DOCUMENT SEGMENT =>
---
The quote in the essay title seems to be an abbreviated version of this longer quote from Tim Crane:
"[I]t seems nomologically possible that many very different token physical entities could all be in the same type of mental state. So the type-identity theory is far too strong to be empirically plausible. But the token identity theory, on the other hand, seems too weak to be satisfactory — for what explains why these mental tokens are identical with these physical tokens? A solution to the mind-body problem is supposed to give an illuminating answer to the question of the relation between the mental and the physical. But it is hard to see how the token identity theory can do this."(1)
Of course it does not matter where the essay's title quote truly came from, since this longer Tim Crane quote accurately captures the point of the statement.
In contemporary philosophy of mind, "physicalism" is the doctrine that all that exists, is just the physical -- the purview of the physical sciences(2). Minds and conscious experience are based on, and can be explained by, physical properties. Physicalism maintains that mental phenomena -- the "how it feels", the qualia, propositional attitudes, and all the conscious experiences -- are the products of physical properties of physical existents. (Physicalism is also called "materialism". But "physicalism" is often preferred because of its relation to "physical sciences", and because the physical sciences often deal with the "immaterial" -- concrete things like forces and fields, and abstract things like numbers and phase-spaces.)
The type-identity theory of mind-brain physicalism (also known as reductive materialism) asserts that mental phenomena (properties, events, processes, states, etc.) can be grouped into types (or kinds) and that these can be identified with types (or kinds) of physical phenomena in the brain.(3) Type-identity theories maintain that any particular kind of mental phenomena is a particular kind of physical phenomena. Where the "is" here is to be understood as strict logical identity. More formally:
For every mental event/property/state M, there exists a physical event/property/state P such for all events/properties/states X, X instantiates M if and only if X instantiates P.
---
DATASET ROWS =>

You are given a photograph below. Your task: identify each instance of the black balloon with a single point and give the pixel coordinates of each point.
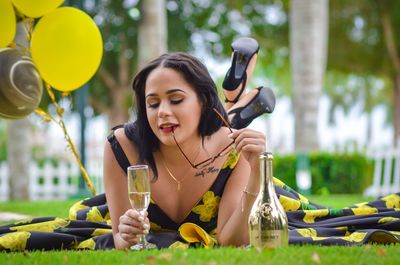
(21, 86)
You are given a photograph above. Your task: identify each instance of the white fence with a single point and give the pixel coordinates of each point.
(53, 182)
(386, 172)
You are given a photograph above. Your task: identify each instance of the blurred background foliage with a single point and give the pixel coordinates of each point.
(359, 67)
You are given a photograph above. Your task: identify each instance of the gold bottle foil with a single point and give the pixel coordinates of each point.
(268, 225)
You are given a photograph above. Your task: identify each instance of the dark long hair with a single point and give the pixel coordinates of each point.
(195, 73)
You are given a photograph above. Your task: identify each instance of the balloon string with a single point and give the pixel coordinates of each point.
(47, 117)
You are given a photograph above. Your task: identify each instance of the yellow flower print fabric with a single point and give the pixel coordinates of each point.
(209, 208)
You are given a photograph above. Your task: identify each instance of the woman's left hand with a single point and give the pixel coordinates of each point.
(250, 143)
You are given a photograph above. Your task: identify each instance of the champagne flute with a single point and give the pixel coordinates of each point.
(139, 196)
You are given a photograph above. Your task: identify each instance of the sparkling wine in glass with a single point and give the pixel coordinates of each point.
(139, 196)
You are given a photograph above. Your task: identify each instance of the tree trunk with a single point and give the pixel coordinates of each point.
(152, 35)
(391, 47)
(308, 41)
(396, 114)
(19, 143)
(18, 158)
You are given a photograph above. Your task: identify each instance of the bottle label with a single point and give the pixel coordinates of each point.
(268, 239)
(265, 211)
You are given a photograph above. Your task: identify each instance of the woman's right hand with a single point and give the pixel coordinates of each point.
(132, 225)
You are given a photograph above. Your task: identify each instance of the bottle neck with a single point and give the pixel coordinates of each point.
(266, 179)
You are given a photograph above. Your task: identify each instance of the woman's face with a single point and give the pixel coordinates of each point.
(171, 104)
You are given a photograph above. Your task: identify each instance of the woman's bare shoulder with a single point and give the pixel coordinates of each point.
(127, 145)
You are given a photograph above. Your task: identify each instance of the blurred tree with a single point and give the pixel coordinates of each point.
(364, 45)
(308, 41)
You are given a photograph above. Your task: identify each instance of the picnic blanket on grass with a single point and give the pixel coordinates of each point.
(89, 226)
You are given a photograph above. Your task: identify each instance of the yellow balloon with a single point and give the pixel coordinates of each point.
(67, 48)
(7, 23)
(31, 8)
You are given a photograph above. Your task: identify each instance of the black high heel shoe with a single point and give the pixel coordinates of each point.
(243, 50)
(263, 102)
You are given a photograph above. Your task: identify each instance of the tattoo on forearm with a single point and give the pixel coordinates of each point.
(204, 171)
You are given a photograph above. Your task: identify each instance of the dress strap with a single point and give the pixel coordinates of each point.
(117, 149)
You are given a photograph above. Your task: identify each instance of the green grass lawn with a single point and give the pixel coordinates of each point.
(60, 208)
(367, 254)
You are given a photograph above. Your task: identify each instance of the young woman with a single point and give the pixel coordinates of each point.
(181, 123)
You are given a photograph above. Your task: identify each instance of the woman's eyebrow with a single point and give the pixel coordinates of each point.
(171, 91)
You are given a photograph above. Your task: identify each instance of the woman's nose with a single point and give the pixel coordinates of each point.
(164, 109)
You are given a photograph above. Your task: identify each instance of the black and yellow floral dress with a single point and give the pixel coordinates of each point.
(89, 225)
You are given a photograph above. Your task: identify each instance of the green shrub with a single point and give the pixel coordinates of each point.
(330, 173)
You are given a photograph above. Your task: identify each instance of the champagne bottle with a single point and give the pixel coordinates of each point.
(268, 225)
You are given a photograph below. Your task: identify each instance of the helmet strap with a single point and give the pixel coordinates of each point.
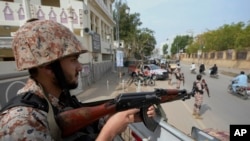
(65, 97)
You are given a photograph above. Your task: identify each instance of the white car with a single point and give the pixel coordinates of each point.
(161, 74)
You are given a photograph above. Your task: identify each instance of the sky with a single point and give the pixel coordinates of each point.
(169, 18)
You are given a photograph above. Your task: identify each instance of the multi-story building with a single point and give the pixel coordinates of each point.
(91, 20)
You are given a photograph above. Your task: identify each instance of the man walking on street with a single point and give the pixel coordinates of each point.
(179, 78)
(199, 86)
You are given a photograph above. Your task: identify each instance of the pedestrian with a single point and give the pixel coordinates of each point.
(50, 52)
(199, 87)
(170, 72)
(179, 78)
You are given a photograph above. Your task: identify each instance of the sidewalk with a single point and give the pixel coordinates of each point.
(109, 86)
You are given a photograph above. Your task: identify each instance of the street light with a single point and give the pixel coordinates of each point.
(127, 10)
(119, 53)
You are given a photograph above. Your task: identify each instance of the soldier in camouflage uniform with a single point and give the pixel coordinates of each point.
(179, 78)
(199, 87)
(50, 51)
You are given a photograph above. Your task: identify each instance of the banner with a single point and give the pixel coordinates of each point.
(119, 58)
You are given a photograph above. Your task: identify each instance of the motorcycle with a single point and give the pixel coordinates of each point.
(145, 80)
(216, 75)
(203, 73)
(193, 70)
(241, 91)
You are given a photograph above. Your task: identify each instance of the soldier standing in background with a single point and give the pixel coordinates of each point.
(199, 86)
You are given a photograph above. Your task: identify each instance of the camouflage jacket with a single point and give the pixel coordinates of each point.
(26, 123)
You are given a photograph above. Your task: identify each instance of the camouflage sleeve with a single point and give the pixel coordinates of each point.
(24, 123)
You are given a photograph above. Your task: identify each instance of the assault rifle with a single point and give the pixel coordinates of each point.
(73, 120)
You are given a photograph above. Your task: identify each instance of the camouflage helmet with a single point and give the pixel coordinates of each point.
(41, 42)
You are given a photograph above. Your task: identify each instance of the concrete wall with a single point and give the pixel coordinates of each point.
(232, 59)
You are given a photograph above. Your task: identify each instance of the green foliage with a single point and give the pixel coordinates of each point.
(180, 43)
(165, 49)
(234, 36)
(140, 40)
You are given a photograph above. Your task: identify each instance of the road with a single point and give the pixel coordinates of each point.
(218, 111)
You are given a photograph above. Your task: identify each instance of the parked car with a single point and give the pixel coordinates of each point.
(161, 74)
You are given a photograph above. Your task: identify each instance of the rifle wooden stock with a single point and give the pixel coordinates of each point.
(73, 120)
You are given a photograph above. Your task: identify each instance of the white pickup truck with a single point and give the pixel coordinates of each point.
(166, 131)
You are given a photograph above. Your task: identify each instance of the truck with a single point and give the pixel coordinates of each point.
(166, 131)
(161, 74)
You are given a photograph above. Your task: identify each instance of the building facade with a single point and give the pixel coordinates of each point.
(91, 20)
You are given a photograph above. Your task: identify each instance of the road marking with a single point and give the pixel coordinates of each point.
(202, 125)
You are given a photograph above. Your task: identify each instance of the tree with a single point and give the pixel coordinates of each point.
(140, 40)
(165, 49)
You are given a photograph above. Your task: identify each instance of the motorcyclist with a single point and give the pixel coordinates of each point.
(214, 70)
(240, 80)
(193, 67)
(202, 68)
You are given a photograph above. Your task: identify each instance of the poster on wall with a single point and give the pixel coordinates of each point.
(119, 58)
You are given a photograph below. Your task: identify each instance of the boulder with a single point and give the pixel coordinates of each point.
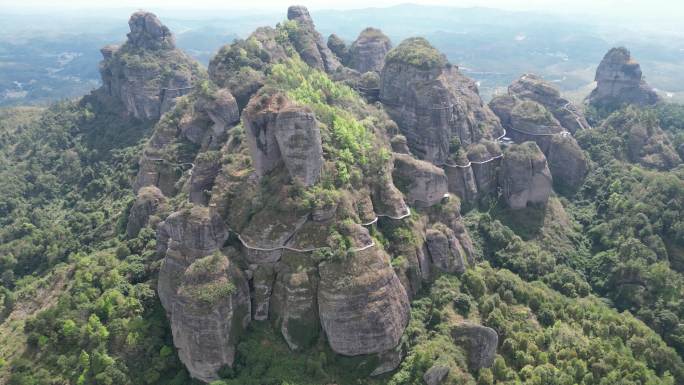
---
Return the part of the physicalism passage starting at "The type-identity theory of" and ending at "X instantiates P.". The listing has no connection to the physicalism passage.

The type-identity theory of mind-brain physicalism (also known as reductive materialism) asserts that mental phenomena (properties, events, processes, states, etc.) can be grouped into types (or kinds) and that these can be identified with types (or kinds) of physical phenomena in the brain.(3) Type-identity theories maintain that any particular kind of mental phenomena is a particular kind of physical phenomena. Where the "is" here is to be understood as strict logical identity. More formally:
For every mental event/property/state M, there exists a physical event/property/state P such for all events/properties/states X, X instantiates M if and only if X instantiates P.